▶ **TASKS TO CARRY OUT**:
**A.** According to the passage on the Suez crisis, what two positions did Patrick Dean hold?
**B.** Write a short paragraph that continues the passage on the Suez crisis from the point where it stops.

▶ **SOURCE**:
- - -

These interpretations can be persuasive for understanding the crisis, but we should also view the problem from a different perspective: that is, why could Eden carry out his plan despite the fact that some of his ministers and the Foreign Office opposed to Eden's belligerent attitude. One of the keys to reconsider the crisis is to examine senior government bureaucrat in the Whitehall who personally supported Eden's foreign and military policy, but it has been difficult to follow these senior staffs' influence on the crisis. When Anthony Nutting, ex-Minister of State for Foreign Affairs published his book, No End of a Lesson in 1967 (which is still one of the basic works for Suez watchers), the British Government censored the book and eliminated most secret matters, including names of senior bureaucrat alleged to have an involvement with the crisis decision-making. However the British National Archives opened record of the censor and we come to know their roles, especially Ivone Kirkpatrick, Permanent Under-Secretary of State for Foreign Affairs, and Patrick Dean, Chairman of the Joint Intelligence Committee and Kirkpatrick's subordinate at the Foreign Office.

- - -

▶ **MATERIAL SHOWN**:
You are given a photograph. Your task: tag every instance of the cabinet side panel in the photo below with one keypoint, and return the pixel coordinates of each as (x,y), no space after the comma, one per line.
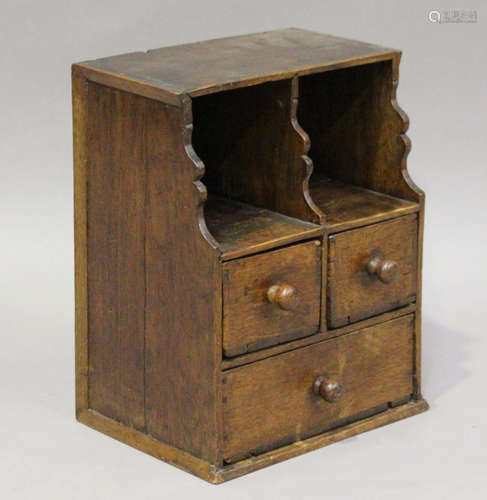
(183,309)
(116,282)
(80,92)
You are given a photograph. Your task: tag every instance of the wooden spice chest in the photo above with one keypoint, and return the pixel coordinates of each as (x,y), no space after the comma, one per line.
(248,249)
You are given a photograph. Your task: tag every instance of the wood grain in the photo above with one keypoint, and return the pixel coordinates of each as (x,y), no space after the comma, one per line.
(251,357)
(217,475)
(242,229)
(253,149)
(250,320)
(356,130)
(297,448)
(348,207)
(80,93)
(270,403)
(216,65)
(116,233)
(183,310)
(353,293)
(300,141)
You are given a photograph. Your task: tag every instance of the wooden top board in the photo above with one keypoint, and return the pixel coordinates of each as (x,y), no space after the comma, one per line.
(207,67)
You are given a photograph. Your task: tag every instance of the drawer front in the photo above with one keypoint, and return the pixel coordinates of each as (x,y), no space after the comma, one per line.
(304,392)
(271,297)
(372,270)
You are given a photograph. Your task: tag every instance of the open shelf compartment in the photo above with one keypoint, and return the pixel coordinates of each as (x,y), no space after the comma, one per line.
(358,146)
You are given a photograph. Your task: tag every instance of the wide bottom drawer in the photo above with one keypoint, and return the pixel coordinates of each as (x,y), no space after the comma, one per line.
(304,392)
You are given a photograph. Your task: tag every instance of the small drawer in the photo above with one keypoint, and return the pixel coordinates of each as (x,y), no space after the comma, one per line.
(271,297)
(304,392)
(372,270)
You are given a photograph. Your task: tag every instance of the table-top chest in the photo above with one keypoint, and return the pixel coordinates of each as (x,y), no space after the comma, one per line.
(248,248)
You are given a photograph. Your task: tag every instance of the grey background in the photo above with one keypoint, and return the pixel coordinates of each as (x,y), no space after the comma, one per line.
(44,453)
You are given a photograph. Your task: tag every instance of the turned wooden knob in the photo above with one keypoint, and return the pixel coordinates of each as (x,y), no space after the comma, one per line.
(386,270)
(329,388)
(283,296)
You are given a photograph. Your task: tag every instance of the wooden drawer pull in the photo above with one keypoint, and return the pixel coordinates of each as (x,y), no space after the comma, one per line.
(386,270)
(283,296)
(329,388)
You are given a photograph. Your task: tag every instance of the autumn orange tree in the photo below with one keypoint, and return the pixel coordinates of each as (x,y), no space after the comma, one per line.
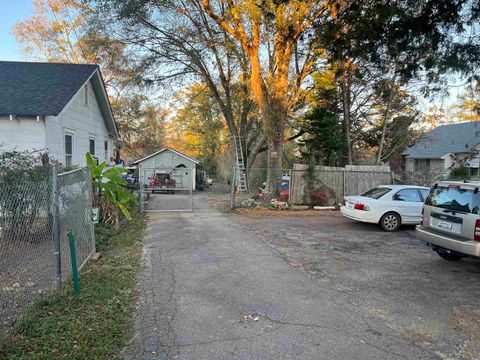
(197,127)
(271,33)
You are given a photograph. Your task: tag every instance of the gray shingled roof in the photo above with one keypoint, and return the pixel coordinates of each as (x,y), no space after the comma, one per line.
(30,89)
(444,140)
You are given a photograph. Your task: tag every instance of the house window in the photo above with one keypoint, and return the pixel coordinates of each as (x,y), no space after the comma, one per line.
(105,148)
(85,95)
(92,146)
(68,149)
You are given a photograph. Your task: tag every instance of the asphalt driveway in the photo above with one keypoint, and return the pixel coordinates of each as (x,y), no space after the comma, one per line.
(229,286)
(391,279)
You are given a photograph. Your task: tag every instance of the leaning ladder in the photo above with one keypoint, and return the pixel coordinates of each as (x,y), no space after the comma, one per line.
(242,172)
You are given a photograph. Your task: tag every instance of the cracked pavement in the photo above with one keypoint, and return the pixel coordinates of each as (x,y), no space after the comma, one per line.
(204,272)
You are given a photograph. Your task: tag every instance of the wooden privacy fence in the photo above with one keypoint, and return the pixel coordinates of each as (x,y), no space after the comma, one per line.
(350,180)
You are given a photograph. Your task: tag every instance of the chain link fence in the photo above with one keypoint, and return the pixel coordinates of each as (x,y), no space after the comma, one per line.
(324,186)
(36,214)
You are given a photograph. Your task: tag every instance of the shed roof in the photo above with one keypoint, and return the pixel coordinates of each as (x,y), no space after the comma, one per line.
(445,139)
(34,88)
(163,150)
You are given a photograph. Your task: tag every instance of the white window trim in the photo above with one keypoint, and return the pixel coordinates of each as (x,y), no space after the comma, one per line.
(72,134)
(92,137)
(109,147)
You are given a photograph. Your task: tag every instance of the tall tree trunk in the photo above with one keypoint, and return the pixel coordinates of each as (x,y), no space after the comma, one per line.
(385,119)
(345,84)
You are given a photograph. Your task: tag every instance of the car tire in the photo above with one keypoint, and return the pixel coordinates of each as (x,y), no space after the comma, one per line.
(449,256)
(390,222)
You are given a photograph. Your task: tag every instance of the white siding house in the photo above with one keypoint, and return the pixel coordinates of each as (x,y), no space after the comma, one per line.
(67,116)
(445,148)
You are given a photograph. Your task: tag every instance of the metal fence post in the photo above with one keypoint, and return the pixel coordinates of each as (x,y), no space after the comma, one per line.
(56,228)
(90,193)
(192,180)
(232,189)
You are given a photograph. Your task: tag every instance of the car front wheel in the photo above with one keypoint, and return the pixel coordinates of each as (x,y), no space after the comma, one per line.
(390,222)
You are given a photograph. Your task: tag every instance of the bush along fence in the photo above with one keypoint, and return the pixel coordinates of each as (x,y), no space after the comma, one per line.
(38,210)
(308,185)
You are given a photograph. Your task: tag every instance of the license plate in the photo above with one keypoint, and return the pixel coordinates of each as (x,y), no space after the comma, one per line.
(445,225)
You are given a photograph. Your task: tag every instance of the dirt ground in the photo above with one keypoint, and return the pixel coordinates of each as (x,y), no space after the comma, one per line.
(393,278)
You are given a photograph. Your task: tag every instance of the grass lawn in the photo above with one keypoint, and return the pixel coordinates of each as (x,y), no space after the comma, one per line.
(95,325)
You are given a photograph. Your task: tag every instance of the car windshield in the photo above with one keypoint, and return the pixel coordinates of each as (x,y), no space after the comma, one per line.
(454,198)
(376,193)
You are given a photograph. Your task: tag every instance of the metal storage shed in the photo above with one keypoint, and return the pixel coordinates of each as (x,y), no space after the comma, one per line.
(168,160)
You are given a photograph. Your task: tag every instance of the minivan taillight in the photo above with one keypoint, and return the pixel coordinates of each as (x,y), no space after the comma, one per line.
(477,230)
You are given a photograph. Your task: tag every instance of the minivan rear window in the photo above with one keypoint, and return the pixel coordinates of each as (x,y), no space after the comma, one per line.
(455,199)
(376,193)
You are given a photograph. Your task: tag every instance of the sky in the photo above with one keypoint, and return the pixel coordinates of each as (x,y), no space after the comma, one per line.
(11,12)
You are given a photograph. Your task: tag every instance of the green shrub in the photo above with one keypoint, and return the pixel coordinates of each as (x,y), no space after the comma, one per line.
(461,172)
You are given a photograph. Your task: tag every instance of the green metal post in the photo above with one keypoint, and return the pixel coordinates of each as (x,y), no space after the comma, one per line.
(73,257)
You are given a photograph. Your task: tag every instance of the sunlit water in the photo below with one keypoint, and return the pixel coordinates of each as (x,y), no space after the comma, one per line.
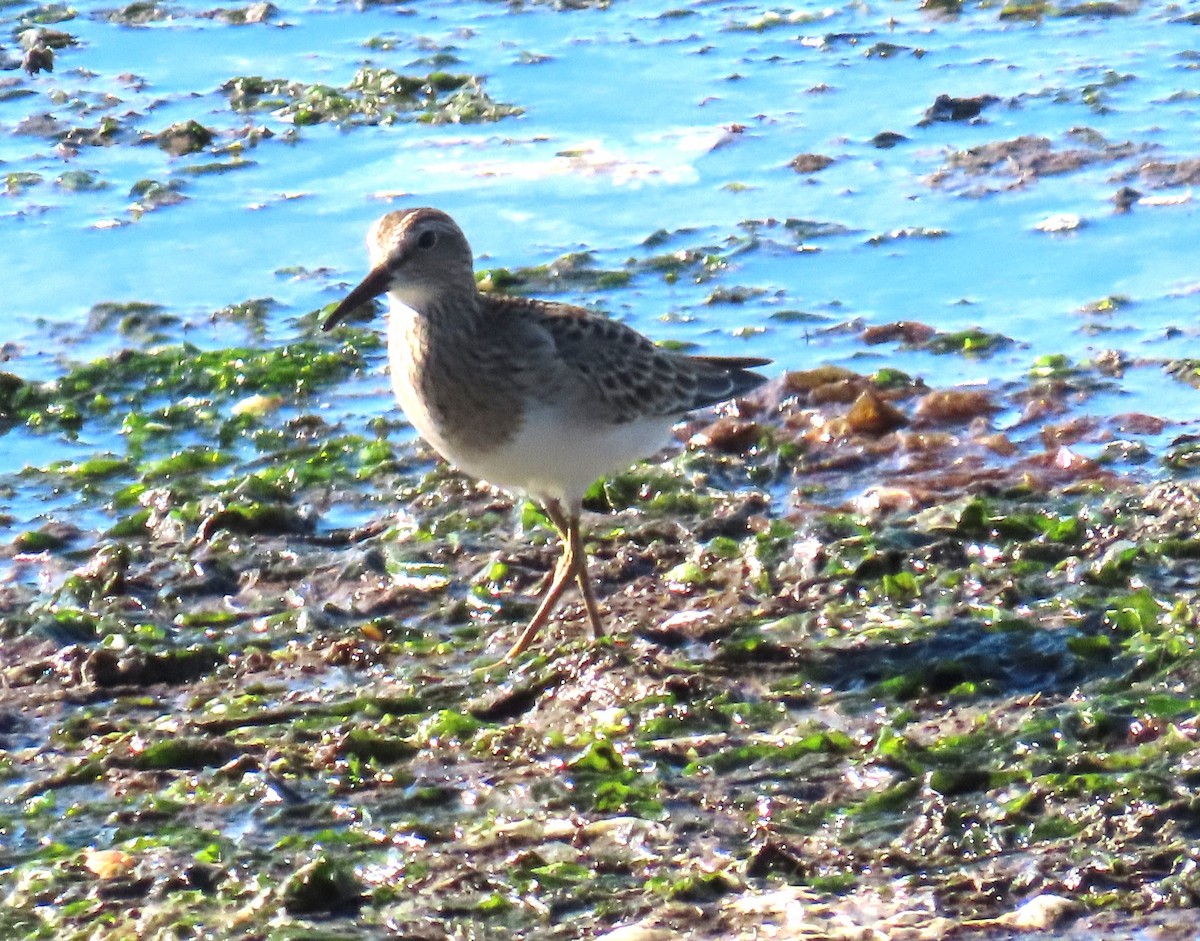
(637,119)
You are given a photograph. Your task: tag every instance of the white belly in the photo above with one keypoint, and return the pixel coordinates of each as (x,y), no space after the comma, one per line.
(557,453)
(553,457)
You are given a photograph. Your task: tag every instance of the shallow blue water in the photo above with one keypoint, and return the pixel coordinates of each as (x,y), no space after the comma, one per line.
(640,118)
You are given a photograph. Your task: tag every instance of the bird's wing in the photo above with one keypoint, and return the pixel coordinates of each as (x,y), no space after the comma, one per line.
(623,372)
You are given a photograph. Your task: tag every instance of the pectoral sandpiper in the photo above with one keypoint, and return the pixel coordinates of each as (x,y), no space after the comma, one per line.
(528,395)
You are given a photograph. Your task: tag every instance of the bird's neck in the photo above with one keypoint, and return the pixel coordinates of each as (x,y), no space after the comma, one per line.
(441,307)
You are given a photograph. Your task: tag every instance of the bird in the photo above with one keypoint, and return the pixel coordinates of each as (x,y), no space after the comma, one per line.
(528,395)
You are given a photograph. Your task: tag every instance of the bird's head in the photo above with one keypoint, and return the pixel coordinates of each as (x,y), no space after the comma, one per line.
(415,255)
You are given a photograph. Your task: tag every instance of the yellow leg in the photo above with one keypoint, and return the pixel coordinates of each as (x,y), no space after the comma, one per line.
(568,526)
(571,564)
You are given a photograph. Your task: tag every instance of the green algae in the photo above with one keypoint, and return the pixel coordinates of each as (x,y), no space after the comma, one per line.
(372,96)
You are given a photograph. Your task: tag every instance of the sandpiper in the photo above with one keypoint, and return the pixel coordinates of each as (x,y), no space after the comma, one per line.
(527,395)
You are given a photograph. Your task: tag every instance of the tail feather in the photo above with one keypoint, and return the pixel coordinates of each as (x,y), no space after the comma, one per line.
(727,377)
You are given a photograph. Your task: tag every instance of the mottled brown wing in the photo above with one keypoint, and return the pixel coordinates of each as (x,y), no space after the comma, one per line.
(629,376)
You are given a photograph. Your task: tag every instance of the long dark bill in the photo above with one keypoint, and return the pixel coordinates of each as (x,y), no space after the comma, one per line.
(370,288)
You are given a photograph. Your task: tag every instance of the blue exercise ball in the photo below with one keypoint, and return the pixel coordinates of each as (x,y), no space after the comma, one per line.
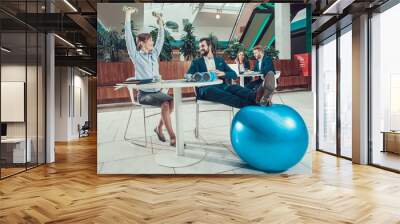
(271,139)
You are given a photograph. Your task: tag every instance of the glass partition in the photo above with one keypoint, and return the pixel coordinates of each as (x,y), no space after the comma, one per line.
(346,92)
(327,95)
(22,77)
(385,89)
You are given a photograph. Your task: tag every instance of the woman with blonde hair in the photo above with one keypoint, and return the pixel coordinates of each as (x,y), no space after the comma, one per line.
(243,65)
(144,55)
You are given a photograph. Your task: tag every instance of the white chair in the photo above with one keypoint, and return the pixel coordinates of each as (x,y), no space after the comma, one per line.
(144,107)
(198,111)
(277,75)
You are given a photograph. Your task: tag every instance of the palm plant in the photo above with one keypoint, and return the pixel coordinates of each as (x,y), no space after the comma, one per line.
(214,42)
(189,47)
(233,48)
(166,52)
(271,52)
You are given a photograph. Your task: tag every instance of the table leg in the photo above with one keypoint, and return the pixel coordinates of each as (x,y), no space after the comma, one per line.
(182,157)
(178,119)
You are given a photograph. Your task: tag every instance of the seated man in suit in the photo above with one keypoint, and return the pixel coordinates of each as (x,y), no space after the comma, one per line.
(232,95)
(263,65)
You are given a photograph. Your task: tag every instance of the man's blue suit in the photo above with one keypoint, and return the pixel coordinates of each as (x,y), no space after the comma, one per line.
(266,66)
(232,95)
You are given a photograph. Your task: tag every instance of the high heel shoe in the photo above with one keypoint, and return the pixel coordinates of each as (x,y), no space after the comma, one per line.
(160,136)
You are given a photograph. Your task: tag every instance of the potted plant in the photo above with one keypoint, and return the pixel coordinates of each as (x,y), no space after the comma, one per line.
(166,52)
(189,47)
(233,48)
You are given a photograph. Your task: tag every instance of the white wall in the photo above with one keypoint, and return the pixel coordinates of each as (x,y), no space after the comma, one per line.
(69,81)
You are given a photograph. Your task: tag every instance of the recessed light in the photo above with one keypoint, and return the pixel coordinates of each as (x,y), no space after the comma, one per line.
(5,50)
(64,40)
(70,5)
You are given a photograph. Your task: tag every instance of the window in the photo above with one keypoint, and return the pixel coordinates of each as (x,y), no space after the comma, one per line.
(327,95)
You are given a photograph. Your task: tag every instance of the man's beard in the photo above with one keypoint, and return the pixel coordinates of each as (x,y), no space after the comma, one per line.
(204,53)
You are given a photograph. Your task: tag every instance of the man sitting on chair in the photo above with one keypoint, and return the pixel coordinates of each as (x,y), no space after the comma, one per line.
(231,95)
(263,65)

- - -

▶ **OUTPUTS**:
**A.** He was Chairman of the Joint Intelligence Committee and Kirkpatrick's subordinate at the Foreign Office.

**B.**
Recent studies such as Whitehall and the Suez Crisis (2000) and Reassessing Suez 1956 (2008) reveal the role of the senior officials during the crisis. This essay also focuses on the influence of the Permanent Under-Secretary's Department (PUSD) on the crisis decision making, which Kirkpatrick and Dean were involved in. Documents released at the National Archives, Kew, oral history records of the Liddell Hart Center for Military Archives, King's College London and private papers of the Bodleian Library, University of Oxford would give us a chance to reconsider the crisis.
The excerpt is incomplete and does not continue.